**課題:**
1/ トラップ指導の記事を読んで、次の問いに答えてください。
(a) 相談者が担当している年代は何ですか。
(b) 池上さんが紹介した方法は、誰が行っていた方法ですか。
(c) 子どもたちに同時に見せる2枚の写真は、それぞれ何がうつっている写真ですか。
2/ リストの中で「appear」という語を含む行がいくつあるか数えてください。答えは数だけにしてください。大文字と小文字は区別します。

___ 文書の抜粋

サッカーの中でも大事な技術とされる「止める」。自分に来たボールをトラップして次のプレーにつなげるとても大事なスキルだから、頑張って習得してほしい。

中学年だからかまだ「次のプレー」のイメージが弱く、受ける前に何をすべきか、とか体の向きができてない。どんなふうに教えればいい? というご相談をいただきました。

ジェフユナイテッド市原・千葉の育成コーチや、京都サンガF.C.ホームタウンアカデミー

ダイレクターなどを歴任し、のべ60万人以上のあらゆる年代の子どもたちを指導してきた

池上正さんが、おすすめの方法を伝授します。

(構成・文 島沢優子)

 

(写真は少年サッカーのイメージです。ご相談者様、ご相談内容とは関係ありません)

 

<お父さんコーチからの質問>

こんにちは、子どもの入団とともに父コーチになった者です。(担当はU-9、U-10)これまでも何人かの方が書いていましたが、自分がサッカーをするのと教えるのでは違うと日々実感しています。

相談したいのは、トラップについてです。次のプレーに移りやすい位置、体の向きで受けることがまだまだ出来ていません。

足元のコントロール技術はもちろん大事なのですが、次のプレーをイメージする力が弱く、そのための視野も狭いというか、何を見たら良いのか(何が見えていると良いのか)がわかってない気がします。

中学年におすすめのトレーニング方法はありますか?

 

<池上さんからのアドバイス>

ご相談ありがとうございます。

要約すると、「ボールの置きかた、置きどころについて、どのようなトレーニングが効果的か?」という質問ですね。

これについて、先日とても良い説明を聞きました。小中学生を対象としたサッカースクールと指導者の養成活動を行っている上田原剛さん(蹴和サッカースクール代表)がなさっていた方法です。

 

■「ボールの見方」に気づかせる方法

ボールだけがうつっている写真と、ボールの後ろ、つまり背景までうつっているものの2枚を同時に見せます。そこで子どもたちに背景がうつっていない写真を指差して「みんなはこっちのボールだけ見ちゃってない? 周りが見えてないよね」と言います。

次に背景もうつっている写真を指して「ボールをこんなふうに見てごらん」と言います。後ろの様子も見られるようなボールの見方です。そうすると、子どもたちは、ハッと気づくそうです。ああ、そういうふうに見るのか。そう考えてくれます。

______
___ 提供資料

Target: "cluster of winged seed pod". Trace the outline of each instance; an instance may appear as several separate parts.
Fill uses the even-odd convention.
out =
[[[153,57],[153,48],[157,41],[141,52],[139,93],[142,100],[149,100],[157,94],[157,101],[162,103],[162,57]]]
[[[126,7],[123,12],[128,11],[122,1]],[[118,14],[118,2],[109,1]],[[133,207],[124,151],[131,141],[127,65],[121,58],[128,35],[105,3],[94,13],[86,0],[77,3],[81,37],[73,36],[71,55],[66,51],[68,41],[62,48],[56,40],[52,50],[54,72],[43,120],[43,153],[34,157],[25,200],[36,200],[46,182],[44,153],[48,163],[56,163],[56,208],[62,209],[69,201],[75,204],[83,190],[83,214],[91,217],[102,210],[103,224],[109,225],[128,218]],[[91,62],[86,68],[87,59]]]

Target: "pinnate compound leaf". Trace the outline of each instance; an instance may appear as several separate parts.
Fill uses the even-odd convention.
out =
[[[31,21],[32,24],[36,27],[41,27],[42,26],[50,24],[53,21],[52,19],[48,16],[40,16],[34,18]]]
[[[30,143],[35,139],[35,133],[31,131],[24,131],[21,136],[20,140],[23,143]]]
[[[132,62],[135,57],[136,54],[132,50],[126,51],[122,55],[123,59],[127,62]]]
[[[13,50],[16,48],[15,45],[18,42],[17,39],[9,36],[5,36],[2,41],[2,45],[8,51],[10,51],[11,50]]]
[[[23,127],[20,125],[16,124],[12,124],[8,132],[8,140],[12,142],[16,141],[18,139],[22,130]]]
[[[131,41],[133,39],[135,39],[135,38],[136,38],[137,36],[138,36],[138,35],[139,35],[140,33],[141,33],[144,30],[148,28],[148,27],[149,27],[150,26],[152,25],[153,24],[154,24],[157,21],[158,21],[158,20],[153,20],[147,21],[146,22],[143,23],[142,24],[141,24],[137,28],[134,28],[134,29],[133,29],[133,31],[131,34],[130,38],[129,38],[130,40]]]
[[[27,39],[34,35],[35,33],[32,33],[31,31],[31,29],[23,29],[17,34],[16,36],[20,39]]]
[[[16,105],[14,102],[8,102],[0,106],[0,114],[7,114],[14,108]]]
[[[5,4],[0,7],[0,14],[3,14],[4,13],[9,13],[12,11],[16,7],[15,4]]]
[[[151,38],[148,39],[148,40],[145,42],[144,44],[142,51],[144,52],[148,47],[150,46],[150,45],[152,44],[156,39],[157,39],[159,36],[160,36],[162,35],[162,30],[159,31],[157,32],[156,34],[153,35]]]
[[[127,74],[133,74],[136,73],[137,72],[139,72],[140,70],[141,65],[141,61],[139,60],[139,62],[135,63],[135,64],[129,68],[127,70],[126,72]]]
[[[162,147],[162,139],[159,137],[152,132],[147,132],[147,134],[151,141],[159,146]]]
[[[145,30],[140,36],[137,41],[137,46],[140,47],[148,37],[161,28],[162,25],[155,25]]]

______

**回答:**
1/
(a) U-9とU-10です。
(b) 蹴和サッカースクール代表の上田原剛さんです。
(c) 1枚はボールだけがうつっている写真で、もう1枚はボールの後ろの背景までうつっている写真です。

2/ 2